WORKING DATA>
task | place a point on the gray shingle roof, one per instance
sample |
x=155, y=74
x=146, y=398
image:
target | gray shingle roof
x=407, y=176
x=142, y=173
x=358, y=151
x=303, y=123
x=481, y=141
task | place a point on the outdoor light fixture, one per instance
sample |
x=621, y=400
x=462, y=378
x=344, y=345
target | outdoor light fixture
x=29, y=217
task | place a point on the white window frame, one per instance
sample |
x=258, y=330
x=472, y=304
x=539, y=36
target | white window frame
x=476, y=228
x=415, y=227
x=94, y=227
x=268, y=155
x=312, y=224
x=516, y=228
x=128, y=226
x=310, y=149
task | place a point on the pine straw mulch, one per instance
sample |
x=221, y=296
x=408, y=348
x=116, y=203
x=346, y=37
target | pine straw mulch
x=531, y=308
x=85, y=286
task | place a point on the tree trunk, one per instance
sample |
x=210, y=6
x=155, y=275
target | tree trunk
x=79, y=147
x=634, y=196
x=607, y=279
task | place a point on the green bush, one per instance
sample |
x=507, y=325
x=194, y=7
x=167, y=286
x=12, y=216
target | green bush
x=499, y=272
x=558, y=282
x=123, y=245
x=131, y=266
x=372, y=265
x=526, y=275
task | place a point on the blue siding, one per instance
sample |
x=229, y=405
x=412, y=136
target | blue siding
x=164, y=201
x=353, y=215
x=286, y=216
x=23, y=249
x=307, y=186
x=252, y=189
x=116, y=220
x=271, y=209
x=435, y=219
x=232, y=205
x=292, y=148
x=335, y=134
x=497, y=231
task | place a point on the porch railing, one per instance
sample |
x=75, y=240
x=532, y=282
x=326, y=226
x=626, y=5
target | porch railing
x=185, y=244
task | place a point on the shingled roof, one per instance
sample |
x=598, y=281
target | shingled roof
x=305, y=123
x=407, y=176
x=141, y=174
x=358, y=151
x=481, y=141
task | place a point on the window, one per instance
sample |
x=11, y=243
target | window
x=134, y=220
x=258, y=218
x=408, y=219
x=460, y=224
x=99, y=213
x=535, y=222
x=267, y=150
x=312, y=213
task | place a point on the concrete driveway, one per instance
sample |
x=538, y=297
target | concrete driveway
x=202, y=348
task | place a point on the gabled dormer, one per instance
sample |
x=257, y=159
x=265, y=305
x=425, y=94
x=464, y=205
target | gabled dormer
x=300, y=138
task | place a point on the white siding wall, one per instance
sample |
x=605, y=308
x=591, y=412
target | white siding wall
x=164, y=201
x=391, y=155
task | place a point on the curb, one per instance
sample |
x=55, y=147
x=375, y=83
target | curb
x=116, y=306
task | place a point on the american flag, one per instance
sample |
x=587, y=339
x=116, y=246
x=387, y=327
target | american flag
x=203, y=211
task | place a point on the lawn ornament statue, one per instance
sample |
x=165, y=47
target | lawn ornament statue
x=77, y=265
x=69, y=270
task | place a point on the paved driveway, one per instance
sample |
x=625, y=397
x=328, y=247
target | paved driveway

ASSIGNED TASK> Gather every line from the entries above where the word "paved" appears, and copy them.

EXERCISE RESPONSE>
task | place a point on the paved driveway, one per instance
target | paved driveway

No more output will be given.